> [PARTS OF THE EXERCISE]
(a) Reproduce the passage of the article on private health insurance starting with "The community is losing faith in" and going on through "told ABC AM.".
(b) In the article on private health insurance, how many of the people who dropped their hospital cover between March and June were in the 20 to 24 age group?
(c) Carry on the article on private health insurance past its final sentence.

The community is losing faith in private health insurance, with health funds offering too many “junk” policies that provide no cover when people need it, AMA President Dr Michael Gannon says.
The AMA has called on the Government to legislate to ensure that all policies have a minimum level of cover, appropriate to the age of the person taking out the policy.
“Private medicine is under siege and, in many ways, that’s because, very quickly, the community is losing faith with their private health insurance, which underpins most visits to private hospitals,” Dr Gannon told ABC AM.
“We seem to be seeing an orchestrated campaign by the insurers – an industry which is increasingly a for-profit industry – to deflect the blame from the real problems, and the real problems are that patients are getting sick and tired of finding out when they’re sick that their insurance isn’t good enough.”
Almost 35,000 people dropped their hospital cover between March and June this year, latest figures show. More than half (17,685) were in the 20 to 24 age group.
The slide coincided with an average 4.84 per cent premium rise in April – three times the inflation rate – and a 15.5 per cent rise in health funds’ net profits in the 2016-17 financial year.

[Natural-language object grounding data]
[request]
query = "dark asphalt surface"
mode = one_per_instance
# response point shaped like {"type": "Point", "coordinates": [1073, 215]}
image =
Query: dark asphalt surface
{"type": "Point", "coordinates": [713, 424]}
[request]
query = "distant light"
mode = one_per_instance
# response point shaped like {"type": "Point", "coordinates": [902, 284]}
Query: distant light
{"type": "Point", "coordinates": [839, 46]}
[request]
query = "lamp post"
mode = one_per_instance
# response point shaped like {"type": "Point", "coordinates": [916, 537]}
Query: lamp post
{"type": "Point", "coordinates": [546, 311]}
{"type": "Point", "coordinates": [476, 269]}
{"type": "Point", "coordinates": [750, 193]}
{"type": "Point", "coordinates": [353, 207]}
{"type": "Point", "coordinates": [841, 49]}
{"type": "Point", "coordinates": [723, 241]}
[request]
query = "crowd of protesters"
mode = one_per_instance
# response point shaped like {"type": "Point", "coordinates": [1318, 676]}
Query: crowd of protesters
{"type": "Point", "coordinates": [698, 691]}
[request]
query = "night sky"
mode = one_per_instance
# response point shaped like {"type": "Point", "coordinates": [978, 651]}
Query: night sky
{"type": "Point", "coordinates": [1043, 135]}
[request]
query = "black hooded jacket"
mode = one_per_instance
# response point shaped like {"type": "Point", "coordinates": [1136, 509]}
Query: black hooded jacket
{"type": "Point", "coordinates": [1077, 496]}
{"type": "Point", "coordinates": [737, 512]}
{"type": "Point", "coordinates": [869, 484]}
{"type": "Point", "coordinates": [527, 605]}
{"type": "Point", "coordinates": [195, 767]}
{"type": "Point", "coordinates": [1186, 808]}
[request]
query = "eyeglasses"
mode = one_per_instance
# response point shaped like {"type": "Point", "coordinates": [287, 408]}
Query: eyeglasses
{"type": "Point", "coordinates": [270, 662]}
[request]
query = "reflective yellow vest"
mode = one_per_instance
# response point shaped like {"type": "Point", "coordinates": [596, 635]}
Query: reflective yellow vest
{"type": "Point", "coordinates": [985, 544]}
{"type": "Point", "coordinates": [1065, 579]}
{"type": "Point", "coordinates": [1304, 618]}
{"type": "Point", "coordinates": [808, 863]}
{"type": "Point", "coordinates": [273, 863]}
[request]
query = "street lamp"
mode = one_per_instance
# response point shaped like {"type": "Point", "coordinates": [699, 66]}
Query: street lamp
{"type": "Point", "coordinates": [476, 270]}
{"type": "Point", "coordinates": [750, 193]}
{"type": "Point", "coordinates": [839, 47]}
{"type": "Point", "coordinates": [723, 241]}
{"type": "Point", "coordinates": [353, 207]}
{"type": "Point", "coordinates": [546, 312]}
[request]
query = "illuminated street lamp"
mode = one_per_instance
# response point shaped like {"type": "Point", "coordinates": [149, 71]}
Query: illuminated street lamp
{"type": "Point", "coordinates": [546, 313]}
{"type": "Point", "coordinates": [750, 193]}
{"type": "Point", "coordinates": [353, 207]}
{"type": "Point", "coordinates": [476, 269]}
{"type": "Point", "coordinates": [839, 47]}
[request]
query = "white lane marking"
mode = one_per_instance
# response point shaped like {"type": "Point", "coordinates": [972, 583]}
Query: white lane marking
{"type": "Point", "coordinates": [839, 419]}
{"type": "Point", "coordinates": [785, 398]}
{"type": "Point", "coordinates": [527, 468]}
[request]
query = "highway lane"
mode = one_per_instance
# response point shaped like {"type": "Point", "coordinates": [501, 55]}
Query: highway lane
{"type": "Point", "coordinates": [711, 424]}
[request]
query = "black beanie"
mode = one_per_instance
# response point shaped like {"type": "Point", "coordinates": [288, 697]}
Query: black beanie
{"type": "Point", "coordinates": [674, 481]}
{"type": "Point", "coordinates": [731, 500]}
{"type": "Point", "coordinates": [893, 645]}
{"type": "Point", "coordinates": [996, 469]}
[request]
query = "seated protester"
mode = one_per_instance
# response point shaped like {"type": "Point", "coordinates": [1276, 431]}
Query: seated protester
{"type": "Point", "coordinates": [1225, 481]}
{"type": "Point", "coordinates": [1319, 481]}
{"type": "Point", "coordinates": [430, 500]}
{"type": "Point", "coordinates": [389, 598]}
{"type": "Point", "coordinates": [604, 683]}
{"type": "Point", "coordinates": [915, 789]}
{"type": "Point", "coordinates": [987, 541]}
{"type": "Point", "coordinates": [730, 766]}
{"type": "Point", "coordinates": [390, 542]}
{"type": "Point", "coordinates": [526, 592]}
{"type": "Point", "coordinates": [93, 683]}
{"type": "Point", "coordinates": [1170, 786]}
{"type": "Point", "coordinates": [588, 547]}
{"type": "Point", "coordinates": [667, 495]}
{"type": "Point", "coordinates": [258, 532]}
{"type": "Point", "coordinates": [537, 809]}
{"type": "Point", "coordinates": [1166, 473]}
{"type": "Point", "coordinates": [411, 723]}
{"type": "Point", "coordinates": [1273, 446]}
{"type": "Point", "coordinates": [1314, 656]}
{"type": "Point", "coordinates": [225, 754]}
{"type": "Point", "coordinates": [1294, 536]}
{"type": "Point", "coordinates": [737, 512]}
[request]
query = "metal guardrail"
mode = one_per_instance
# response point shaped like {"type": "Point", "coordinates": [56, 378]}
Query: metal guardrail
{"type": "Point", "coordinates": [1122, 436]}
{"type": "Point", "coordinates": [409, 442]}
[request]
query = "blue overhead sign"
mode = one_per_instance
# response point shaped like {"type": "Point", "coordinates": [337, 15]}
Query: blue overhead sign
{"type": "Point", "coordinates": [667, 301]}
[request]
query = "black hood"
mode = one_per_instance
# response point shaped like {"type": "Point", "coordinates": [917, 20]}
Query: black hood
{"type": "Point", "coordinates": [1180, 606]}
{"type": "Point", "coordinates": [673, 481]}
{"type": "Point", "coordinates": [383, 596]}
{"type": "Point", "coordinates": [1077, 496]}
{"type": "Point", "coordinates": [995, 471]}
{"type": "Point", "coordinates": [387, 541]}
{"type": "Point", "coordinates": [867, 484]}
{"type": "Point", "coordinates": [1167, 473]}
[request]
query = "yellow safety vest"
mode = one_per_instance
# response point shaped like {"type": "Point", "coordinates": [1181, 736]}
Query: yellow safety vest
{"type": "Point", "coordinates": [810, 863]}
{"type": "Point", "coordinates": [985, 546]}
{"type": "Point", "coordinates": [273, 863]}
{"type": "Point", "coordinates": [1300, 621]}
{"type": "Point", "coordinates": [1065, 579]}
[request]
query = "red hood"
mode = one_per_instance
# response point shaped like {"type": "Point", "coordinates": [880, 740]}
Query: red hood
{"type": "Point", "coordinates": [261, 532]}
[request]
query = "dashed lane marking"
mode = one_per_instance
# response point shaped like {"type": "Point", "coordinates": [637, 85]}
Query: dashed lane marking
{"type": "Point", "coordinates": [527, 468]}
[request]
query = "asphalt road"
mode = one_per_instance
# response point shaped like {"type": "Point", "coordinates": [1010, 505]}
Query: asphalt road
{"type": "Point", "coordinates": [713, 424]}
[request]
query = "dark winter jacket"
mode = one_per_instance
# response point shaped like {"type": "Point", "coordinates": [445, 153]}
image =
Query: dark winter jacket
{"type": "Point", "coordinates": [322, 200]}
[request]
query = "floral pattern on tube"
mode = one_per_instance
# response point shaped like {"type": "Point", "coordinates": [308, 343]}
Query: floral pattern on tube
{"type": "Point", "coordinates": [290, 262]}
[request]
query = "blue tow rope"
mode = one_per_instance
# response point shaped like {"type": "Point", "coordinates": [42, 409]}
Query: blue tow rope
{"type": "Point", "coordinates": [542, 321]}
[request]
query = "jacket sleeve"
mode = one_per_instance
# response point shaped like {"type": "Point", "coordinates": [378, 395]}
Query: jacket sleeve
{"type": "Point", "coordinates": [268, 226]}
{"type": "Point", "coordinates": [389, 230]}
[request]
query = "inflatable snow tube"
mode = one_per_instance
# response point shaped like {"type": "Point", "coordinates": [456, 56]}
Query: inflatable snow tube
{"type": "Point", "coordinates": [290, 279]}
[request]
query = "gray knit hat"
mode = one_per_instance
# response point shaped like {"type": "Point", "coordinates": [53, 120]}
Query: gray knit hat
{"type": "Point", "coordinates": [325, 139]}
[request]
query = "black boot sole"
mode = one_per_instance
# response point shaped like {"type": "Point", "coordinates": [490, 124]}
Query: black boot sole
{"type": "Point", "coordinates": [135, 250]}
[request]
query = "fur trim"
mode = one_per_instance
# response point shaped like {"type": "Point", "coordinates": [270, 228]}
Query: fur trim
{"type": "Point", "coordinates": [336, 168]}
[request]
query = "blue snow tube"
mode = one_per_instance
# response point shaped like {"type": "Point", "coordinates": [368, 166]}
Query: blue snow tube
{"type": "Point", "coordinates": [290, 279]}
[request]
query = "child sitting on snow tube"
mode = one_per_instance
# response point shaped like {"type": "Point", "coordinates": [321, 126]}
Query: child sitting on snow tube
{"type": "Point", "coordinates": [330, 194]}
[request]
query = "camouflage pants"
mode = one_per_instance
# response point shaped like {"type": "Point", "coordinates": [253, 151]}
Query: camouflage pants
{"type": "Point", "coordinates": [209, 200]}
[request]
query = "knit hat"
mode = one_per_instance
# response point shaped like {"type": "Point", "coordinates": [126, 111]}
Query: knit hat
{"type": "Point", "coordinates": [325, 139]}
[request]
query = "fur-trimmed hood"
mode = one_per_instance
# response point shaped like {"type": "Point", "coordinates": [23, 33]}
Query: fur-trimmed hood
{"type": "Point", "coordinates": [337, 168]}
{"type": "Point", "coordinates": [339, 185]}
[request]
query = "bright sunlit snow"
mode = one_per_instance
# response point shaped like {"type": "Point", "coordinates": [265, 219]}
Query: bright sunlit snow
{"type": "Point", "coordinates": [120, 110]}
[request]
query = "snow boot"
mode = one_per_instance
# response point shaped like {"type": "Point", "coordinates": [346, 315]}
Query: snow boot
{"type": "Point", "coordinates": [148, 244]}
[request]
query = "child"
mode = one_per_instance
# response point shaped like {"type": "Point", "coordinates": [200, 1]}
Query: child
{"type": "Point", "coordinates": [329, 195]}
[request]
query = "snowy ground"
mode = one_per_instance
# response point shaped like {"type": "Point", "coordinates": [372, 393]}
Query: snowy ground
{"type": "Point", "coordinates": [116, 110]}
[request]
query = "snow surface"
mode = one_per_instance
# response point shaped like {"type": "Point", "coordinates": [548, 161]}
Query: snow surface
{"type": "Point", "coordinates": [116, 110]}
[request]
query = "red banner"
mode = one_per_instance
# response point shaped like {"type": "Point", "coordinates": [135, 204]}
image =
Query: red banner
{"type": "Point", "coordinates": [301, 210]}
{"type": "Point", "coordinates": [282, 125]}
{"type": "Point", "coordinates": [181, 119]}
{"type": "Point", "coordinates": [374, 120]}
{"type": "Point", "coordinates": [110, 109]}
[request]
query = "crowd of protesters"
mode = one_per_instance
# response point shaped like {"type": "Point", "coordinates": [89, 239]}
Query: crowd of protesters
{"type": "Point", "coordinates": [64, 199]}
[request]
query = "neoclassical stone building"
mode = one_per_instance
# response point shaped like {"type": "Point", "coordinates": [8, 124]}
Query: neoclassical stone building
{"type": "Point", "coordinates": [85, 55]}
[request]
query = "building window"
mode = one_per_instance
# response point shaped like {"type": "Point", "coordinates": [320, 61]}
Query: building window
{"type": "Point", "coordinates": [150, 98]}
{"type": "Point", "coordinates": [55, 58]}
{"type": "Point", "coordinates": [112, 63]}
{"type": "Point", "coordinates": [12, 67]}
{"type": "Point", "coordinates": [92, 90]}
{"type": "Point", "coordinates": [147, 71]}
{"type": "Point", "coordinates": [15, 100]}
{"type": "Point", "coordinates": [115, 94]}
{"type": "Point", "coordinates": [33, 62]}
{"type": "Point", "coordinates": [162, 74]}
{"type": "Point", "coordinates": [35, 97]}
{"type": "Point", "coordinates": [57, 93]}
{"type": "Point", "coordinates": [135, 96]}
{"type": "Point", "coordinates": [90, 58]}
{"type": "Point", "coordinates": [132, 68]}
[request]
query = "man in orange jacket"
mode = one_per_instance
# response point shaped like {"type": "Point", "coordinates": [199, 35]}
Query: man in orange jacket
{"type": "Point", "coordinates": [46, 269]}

> [REPLIES]
(a)
The community is losing faith in private health insurance, with health funds offering too many “junk” policies that provide no cover when people need it, AMA President Dr Michael Gannon says.
The AMA has called on the Government to legislate to ensure that all policies have a minimum level of cover, appropriate to the age of the person taking out the policy.
“Private medicine is under siege and, in many ways, that’s because, very quickly, the community is losing faith with their private health insurance, which underpins most visits to private hospitals,” Dr Gannon told ABC AM.

(b) 17,685

(c)
While the AMA is part of the Private Health Ministerial Advisory Council (PHMAC), which is due to report by the end of the year, Dr Gannon says enough is known about junk policies for the Government to act now.
“There are people who have carefully, dutifully, responsibly put aside money for private health insurance, over many years in many cases, and then when they get sick they find they’re not covered,” he said.
“Policies for people over the age of 60 that exclude them from having their hips or knees fixed, or having their eyes fixed, are silly.
“We’ve a proliferation of junk policies which are worth nothing more than the paper they’re written on, and are purely designed so people avoid the tax penalty.
“The Government has the power to legislate — to make sure that [the policies] are worthwhile for people who take them out.”
Dr Gannon rejected a call by former Health Department head, Professor Stephen Duckett, for doctors to be forced to publish their fees.
He conceded that doctors could do better when it comes to providing information, but said patients should make better use of their general practitioner.
“If you’ve got time to spend with your GP, if you’ve got your own trusted GP, they’re pretty clever,” Dr Gannon told ABC Radio Adelaide.
“They get to know you, they get to know which specialists might fit with your personality, which specialists bulk bill, which specialists work in which hospitals, which operations can be done where.
“They know this information, and if you really want to talk about value in the health system, it’s having a good relationship with your GP.
“A lot of the time, a good GP will save you a visit to the specialist to start with, and a lot of the time they’ll work out who the right specialist for you is.”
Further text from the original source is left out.